-- Your objective --
Find every line in the items below that contains the word "background", and copy each of those lines.

▬▬▬▬▬▬▬▬▬▬

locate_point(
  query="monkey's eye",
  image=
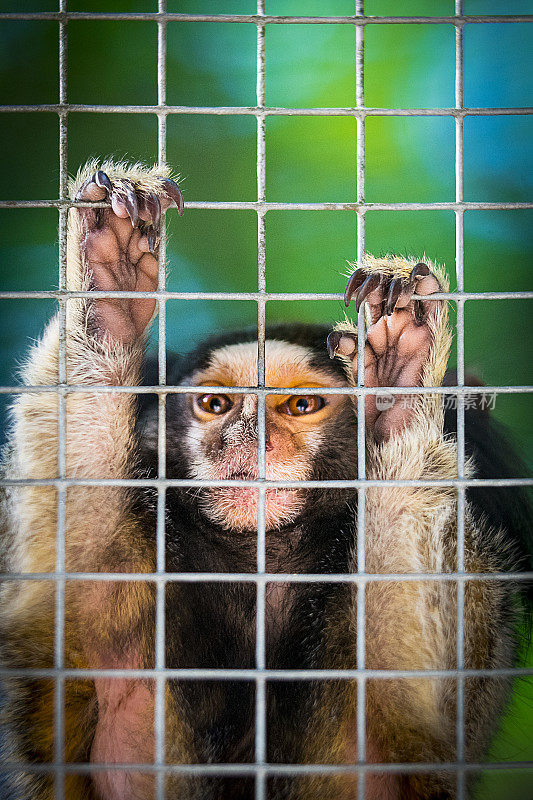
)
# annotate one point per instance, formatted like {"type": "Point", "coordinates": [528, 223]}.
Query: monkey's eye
{"type": "Point", "coordinates": [214, 403]}
{"type": "Point", "coordinates": [297, 406]}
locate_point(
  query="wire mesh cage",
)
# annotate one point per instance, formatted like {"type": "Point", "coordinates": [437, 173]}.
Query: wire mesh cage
{"type": "Point", "coordinates": [260, 769]}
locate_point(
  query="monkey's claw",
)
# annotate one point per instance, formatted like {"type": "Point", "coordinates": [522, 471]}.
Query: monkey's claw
{"type": "Point", "coordinates": [127, 201]}
{"type": "Point", "coordinates": [341, 343]}
{"type": "Point", "coordinates": [385, 292]}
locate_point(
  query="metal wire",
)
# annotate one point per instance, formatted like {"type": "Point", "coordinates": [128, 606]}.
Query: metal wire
{"type": "Point", "coordinates": [261, 769]}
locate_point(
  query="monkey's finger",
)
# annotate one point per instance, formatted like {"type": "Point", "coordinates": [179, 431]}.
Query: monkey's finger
{"type": "Point", "coordinates": [395, 290]}
{"type": "Point", "coordinates": [173, 191]}
{"type": "Point", "coordinates": [341, 343]}
{"type": "Point", "coordinates": [372, 282]}
{"type": "Point", "coordinates": [420, 270]}
{"type": "Point", "coordinates": [153, 206]}
{"type": "Point", "coordinates": [92, 190]}
{"type": "Point", "coordinates": [132, 206]}
{"type": "Point", "coordinates": [101, 179]}
{"type": "Point", "coordinates": [353, 284]}
{"type": "Point", "coordinates": [152, 239]}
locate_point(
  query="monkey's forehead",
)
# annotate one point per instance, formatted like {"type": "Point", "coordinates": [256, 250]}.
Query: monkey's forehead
{"type": "Point", "coordinates": [286, 364]}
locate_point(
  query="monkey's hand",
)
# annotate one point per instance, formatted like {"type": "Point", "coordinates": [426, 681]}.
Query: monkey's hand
{"type": "Point", "coordinates": [118, 245]}
{"type": "Point", "coordinates": [407, 341]}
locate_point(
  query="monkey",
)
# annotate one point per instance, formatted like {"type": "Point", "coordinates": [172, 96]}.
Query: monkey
{"type": "Point", "coordinates": [109, 624]}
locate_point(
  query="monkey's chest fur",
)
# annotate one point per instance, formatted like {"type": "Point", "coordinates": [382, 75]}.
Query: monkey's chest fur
{"type": "Point", "coordinates": [212, 625]}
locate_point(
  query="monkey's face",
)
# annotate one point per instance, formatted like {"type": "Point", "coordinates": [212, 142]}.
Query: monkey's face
{"type": "Point", "coordinates": [222, 435]}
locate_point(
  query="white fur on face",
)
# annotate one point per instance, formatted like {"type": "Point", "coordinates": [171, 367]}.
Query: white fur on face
{"type": "Point", "coordinates": [294, 441]}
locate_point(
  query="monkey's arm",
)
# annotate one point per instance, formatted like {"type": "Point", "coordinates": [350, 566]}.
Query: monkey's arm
{"type": "Point", "coordinates": [411, 624]}
{"type": "Point", "coordinates": [107, 624]}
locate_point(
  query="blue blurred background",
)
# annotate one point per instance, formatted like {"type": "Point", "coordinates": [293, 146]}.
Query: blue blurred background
{"type": "Point", "coordinates": [308, 159]}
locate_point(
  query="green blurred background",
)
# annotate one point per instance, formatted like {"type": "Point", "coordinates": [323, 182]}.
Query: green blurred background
{"type": "Point", "coordinates": [308, 159]}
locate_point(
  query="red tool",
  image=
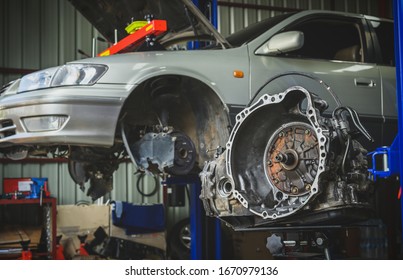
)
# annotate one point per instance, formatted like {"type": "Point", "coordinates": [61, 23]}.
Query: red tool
{"type": "Point", "coordinates": [154, 27]}
{"type": "Point", "coordinates": [59, 249]}
{"type": "Point", "coordinates": [26, 254]}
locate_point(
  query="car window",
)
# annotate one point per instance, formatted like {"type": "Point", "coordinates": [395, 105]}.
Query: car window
{"type": "Point", "coordinates": [329, 39]}
{"type": "Point", "coordinates": [384, 32]}
{"type": "Point", "coordinates": [254, 30]}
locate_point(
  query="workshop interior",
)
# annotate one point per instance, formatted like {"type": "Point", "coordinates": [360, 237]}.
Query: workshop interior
{"type": "Point", "coordinates": [201, 129]}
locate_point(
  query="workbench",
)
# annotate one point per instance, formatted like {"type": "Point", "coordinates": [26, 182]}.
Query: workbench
{"type": "Point", "coordinates": [25, 219]}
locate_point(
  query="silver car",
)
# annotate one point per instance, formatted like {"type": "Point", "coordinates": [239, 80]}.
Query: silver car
{"type": "Point", "coordinates": [232, 110]}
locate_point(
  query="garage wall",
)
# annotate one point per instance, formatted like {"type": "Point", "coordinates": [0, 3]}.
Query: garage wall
{"type": "Point", "coordinates": [36, 34]}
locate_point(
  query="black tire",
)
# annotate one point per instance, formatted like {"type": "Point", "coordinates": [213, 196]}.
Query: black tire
{"type": "Point", "coordinates": [179, 240]}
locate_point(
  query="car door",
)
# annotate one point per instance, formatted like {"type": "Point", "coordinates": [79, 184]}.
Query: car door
{"type": "Point", "coordinates": [383, 33]}
{"type": "Point", "coordinates": [335, 51]}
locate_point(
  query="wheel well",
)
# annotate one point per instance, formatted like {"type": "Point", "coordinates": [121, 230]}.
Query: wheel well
{"type": "Point", "coordinates": [189, 106]}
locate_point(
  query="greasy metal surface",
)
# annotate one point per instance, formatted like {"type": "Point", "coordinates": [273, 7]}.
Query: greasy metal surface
{"type": "Point", "coordinates": [292, 158]}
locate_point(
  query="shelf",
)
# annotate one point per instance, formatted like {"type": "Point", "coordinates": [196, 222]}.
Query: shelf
{"type": "Point", "coordinates": [14, 214]}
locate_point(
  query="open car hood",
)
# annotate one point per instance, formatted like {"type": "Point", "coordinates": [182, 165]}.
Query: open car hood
{"type": "Point", "coordinates": [184, 20]}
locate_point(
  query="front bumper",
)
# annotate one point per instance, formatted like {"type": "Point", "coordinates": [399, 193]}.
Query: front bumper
{"type": "Point", "coordinates": [91, 115]}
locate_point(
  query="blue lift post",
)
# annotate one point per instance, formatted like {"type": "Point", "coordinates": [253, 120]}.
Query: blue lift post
{"type": "Point", "coordinates": [197, 222]}
{"type": "Point", "coordinates": [196, 208]}
{"type": "Point", "coordinates": [398, 22]}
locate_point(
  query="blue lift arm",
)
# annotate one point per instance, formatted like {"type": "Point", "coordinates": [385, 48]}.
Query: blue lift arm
{"type": "Point", "coordinates": [398, 22]}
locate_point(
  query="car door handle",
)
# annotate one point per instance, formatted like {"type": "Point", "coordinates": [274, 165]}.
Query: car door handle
{"type": "Point", "coordinates": [363, 82]}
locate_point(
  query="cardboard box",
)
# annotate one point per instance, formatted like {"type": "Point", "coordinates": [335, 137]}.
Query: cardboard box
{"type": "Point", "coordinates": [156, 239]}
{"type": "Point", "coordinates": [73, 220]}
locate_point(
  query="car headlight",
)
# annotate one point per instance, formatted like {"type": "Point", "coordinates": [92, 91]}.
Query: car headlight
{"type": "Point", "coordinates": [66, 75]}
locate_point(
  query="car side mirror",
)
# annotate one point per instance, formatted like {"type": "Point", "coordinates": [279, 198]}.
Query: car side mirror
{"type": "Point", "coordinates": [282, 43]}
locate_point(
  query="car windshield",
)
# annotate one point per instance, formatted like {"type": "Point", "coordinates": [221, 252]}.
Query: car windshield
{"type": "Point", "coordinates": [254, 30]}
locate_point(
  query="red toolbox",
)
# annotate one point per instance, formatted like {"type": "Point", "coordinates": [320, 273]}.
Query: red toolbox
{"type": "Point", "coordinates": [19, 185]}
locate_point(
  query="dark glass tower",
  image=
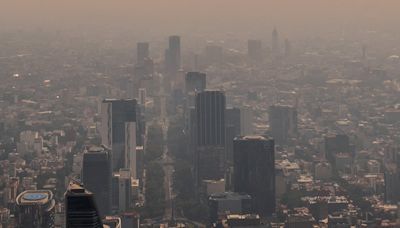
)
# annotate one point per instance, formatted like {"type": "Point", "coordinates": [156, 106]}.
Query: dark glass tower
{"type": "Point", "coordinates": [210, 133]}
{"type": "Point", "coordinates": [275, 42]}
{"type": "Point", "coordinates": [115, 114]}
{"type": "Point", "coordinates": [142, 52]}
{"type": "Point", "coordinates": [210, 112]}
{"type": "Point", "coordinates": [254, 171]}
{"type": "Point", "coordinates": [96, 176]}
{"type": "Point", "coordinates": [254, 49]}
{"type": "Point", "coordinates": [80, 208]}
{"type": "Point", "coordinates": [173, 55]}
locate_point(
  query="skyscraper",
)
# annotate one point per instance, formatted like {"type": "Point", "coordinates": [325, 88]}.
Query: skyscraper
{"type": "Point", "coordinates": [233, 125]}
{"type": "Point", "coordinates": [35, 208]}
{"type": "Point", "coordinates": [210, 132]}
{"type": "Point", "coordinates": [80, 208]}
{"type": "Point", "coordinates": [275, 42]}
{"type": "Point", "coordinates": [96, 176]}
{"type": "Point", "coordinates": [115, 116]}
{"type": "Point", "coordinates": [210, 111]}
{"type": "Point", "coordinates": [142, 52]}
{"type": "Point", "coordinates": [254, 49]}
{"type": "Point", "coordinates": [288, 48]}
{"type": "Point", "coordinates": [283, 123]}
{"type": "Point", "coordinates": [173, 55]}
{"type": "Point", "coordinates": [254, 171]}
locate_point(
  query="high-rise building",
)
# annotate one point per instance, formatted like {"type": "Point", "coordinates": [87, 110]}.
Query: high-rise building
{"type": "Point", "coordinates": [118, 116]}
{"type": "Point", "coordinates": [254, 171]}
{"type": "Point", "coordinates": [80, 208]}
{"type": "Point", "coordinates": [254, 49]}
{"type": "Point", "coordinates": [288, 48]}
{"type": "Point", "coordinates": [142, 52]}
{"type": "Point", "coordinates": [142, 96]}
{"type": "Point", "coordinates": [210, 112]}
{"type": "Point", "coordinates": [233, 126]}
{"type": "Point", "coordinates": [283, 123]}
{"type": "Point", "coordinates": [35, 208]}
{"type": "Point", "coordinates": [173, 55]}
{"type": "Point", "coordinates": [195, 82]}
{"type": "Point", "coordinates": [246, 121]}
{"type": "Point", "coordinates": [275, 42]}
{"type": "Point", "coordinates": [210, 135]}
{"type": "Point", "coordinates": [96, 176]}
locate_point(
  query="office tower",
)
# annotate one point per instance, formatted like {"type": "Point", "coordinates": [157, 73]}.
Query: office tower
{"type": "Point", "coordinates": [173, 55]}
{"type": "Point", "coordinates": [195, 82]}
{"type": "Point", "coordinates": [115, 115]}
{"type": "Point", "coordinates": [130, 148]}
{"type": "Point", "coordinates": [210, 132]}
{"type": "Point", "coordinates": [210, 112]}
{"type": "Point", "coordinates": [254, 171]}
{"type": "Point", "coordinates": [232, 129]}
{"type": "Point", "coordinates": [246, 121]}
{"type": "Point", "coordinates": [288, 48]}
{"type": "Point", "coordinates": [364, 52]}
{"type": "Point", "coordinates": [283, 123]}
{"type": "Point", "coordinates": [5, 217]}
{"type": "Point", "coordinates": [80, 208]}
{"type": "Point", "coordinates": [254, 50]}
{"type": "Point", "coordinates": [142, 96]}
{"type": "Point", "coordinates": [35, 208]}
{"type": "Point", "coordinates": [96, 176]}
{"type": "Point", "coordinates": [275, 42]}
{"type": "Point", "coordinates": [142, 52]}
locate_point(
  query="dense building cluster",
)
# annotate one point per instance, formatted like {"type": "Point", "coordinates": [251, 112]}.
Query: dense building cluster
{"type": "Point", "coordinates": [232, 134]}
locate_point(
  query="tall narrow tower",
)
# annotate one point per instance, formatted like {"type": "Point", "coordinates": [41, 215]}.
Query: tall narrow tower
{"type": "Point", "coordinates": [254, 171]}
{"type": "Point", "coordinates": [275, 42]}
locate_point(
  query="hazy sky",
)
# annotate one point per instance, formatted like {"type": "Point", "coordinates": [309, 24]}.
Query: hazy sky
{"type": "Point", "coordinates": [219, 15]}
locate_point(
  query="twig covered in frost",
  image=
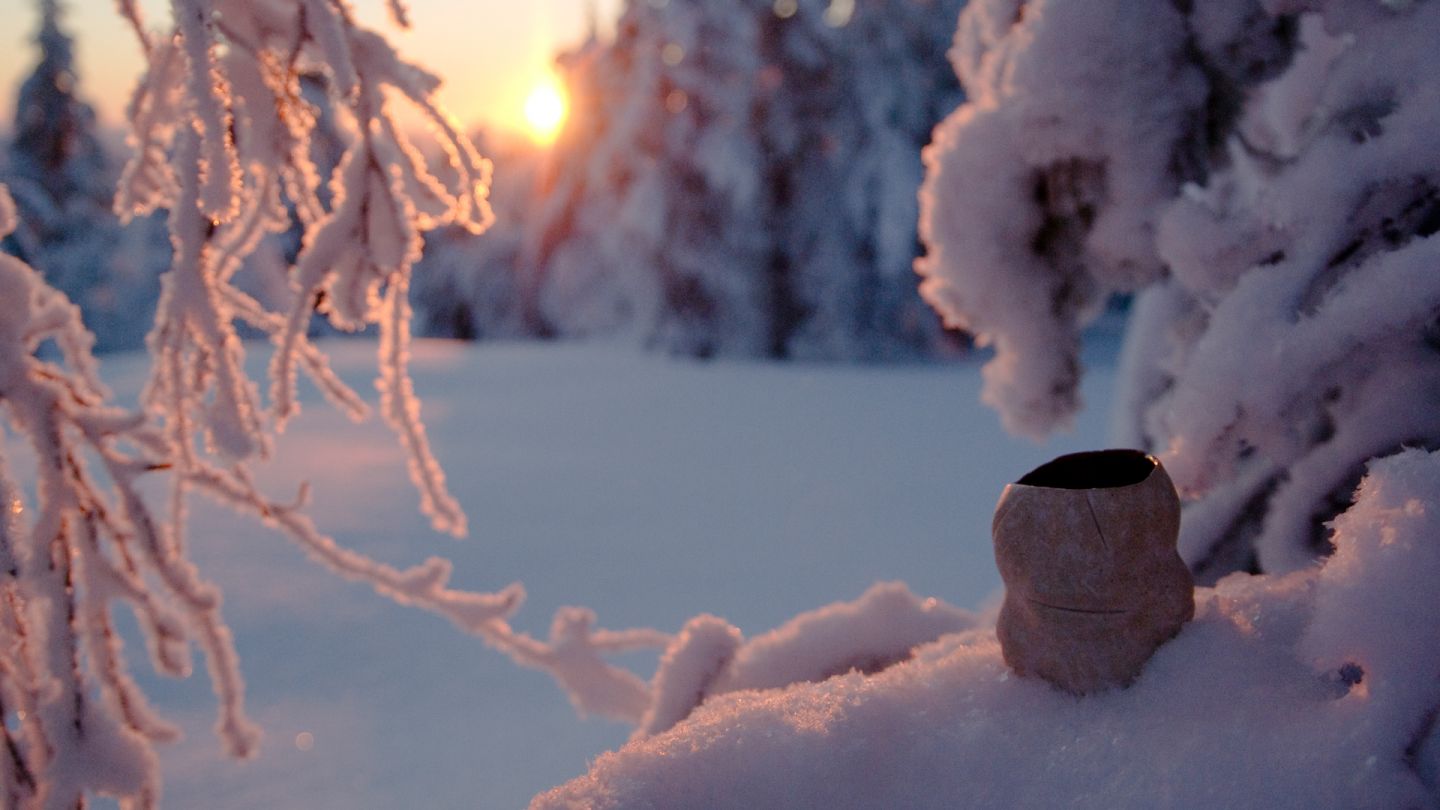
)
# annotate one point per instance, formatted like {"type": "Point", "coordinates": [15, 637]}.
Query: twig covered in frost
{"type": "Point", "coordinates": [222, 140]}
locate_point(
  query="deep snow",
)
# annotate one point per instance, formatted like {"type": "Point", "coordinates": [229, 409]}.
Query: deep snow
{"type": "Point", "coordinates": [644, 487]}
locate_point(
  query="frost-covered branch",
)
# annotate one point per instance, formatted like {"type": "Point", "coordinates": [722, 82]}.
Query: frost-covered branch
{"type": "Point", "coordinates": [1257, 172]}
{"type": "Point", "coordinates": [222, 139]}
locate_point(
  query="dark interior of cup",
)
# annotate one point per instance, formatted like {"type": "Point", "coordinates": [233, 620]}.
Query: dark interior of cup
{"type": "Point", "coordinates": [1096, 470]}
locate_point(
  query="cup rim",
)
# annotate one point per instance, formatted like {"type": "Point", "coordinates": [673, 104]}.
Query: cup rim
{"type": "Point", "coordinates": [1093, 470]}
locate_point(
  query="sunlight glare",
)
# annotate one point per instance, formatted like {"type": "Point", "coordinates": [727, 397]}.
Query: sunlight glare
{"type": "Point", "coordinates": [545, 111]}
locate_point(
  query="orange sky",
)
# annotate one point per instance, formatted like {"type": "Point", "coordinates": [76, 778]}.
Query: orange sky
{"type": "Point", "coordinates": [490, 52]}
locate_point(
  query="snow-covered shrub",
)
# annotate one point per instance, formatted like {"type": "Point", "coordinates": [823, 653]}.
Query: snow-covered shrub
{"type": "Point", "coordinates": [1260, 172]}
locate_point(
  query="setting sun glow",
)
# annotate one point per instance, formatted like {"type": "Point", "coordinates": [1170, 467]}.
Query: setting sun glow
{"type": "Point", "coordinates": [545, 111]}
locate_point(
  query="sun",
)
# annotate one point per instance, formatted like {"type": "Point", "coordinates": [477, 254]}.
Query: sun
{"type": "Point", "coordinates": [545, 110]}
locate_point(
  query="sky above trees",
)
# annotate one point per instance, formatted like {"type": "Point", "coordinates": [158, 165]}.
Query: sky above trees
{"type": "Point", "coordinates": [491, 52]}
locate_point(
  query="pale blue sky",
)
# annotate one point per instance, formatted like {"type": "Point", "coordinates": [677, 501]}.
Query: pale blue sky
{"type": "Point", "coordinates": [491, 52]}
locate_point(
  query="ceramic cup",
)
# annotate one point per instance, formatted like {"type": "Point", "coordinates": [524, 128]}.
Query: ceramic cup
{"type": "Point", "coordinates": [1093, 584]}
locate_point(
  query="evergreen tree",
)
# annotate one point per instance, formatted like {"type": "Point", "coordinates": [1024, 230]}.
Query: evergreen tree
{"type": "Point", "coordinates": [62, 182]}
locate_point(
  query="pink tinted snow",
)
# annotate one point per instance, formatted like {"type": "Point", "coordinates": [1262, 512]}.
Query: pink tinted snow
{"type": "Point", "coordinates": [1298, 691]}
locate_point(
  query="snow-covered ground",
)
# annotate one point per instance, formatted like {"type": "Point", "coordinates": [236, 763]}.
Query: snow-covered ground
{"type": "Point", "coordinates": [644, 487]}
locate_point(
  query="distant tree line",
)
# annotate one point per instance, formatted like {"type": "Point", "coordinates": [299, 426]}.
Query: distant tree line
{"type": "Point", "coordinates": [735, 177]}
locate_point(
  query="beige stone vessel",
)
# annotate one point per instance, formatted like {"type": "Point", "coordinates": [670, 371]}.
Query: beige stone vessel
{"type": "Point", "coordinates": [1093, 584]}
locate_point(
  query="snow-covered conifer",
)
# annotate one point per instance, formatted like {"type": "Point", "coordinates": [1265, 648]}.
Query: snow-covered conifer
{"type": "Point", "coordinates": [1257, 170]}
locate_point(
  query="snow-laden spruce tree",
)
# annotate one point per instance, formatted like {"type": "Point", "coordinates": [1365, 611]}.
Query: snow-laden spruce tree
{"type": "Point", "coordinates": [1259, 173]}
{"type": "Point", "coordinates": [1265, 175]}
{"type": "Point", "coordinates": [62, 180]}
{"type": "Point", "coordinates": [739, 179]}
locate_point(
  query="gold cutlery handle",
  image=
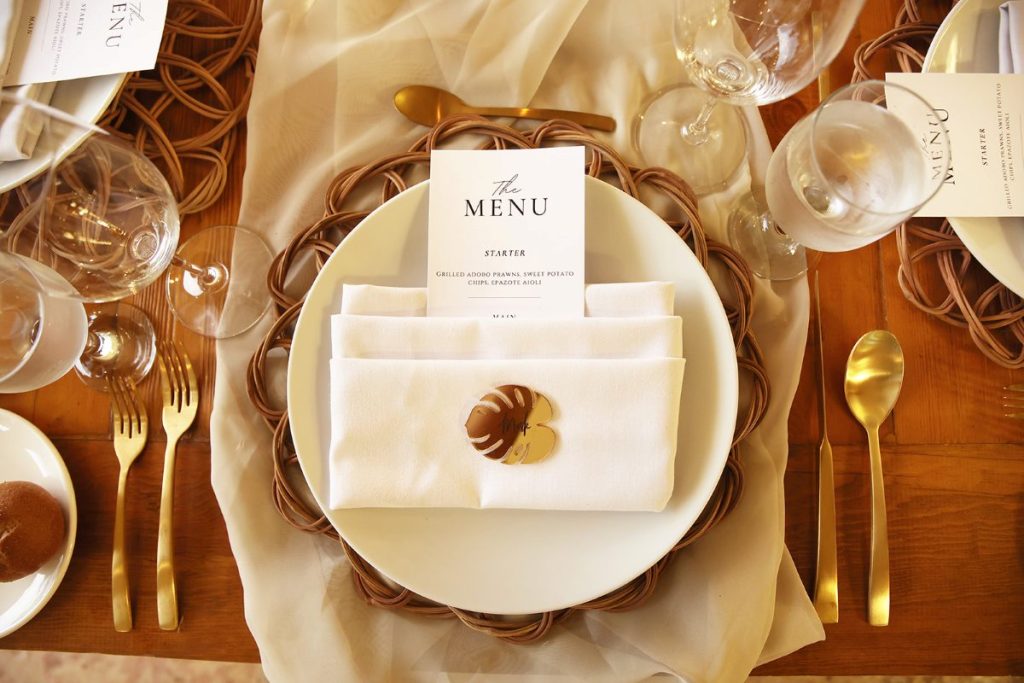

▬▬▬▬▬▬▬▬▬▬

-- Output --
  query="blue blurred background",
Query: blue blurred background
  query="green blurred background",
Query: green blurred background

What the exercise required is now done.